[Start]

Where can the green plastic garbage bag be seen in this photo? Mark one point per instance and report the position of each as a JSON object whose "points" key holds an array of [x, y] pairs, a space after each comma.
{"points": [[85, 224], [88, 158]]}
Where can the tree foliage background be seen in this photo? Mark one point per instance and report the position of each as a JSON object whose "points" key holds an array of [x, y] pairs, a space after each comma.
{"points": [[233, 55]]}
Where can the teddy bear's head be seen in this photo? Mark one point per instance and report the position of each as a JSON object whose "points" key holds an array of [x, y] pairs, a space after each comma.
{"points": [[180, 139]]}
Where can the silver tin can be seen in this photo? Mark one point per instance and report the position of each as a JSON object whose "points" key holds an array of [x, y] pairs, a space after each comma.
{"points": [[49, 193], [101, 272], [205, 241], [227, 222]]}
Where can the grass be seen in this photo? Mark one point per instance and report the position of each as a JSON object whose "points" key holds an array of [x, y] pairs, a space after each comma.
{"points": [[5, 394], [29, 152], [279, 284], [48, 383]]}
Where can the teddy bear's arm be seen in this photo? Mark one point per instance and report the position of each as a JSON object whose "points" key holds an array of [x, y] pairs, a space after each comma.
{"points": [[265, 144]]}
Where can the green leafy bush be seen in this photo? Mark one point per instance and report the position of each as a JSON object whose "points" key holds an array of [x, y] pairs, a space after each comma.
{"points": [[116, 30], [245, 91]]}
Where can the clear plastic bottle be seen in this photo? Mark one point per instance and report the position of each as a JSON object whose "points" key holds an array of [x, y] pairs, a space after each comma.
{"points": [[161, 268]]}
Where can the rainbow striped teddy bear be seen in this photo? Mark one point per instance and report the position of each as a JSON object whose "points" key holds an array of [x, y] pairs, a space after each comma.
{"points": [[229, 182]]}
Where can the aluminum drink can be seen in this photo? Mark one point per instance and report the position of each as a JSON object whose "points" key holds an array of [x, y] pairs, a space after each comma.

[End]

YOUR GOAL: Begin with the line that contains "Where can the clear" and quote each line after it exactly, stopping after the last line of the data.

ANSWER TO THIS EXERCISE:
Where can the clear plastic bottle be seen in this photo? Mark one point per instance and report the position of each as a JSON object whose "points" key holds an array of [x, y] pairs, a space after each comma.
{"points": [[161, 268]]}
Where can the rainbow striped teddy bear be seen in this photo? Mark one point per instance and report the position of each as a JSON object whose "points" key holds an array of [x, y] pairs, a space after each comma.
{"points": [[229, 182]]}
Where can the aluminum drink can be seen in this photo? Mark one point per instance and report the position of each as a JSON object whose "points" key holds an array of [x, y] pairs, a space after each comma.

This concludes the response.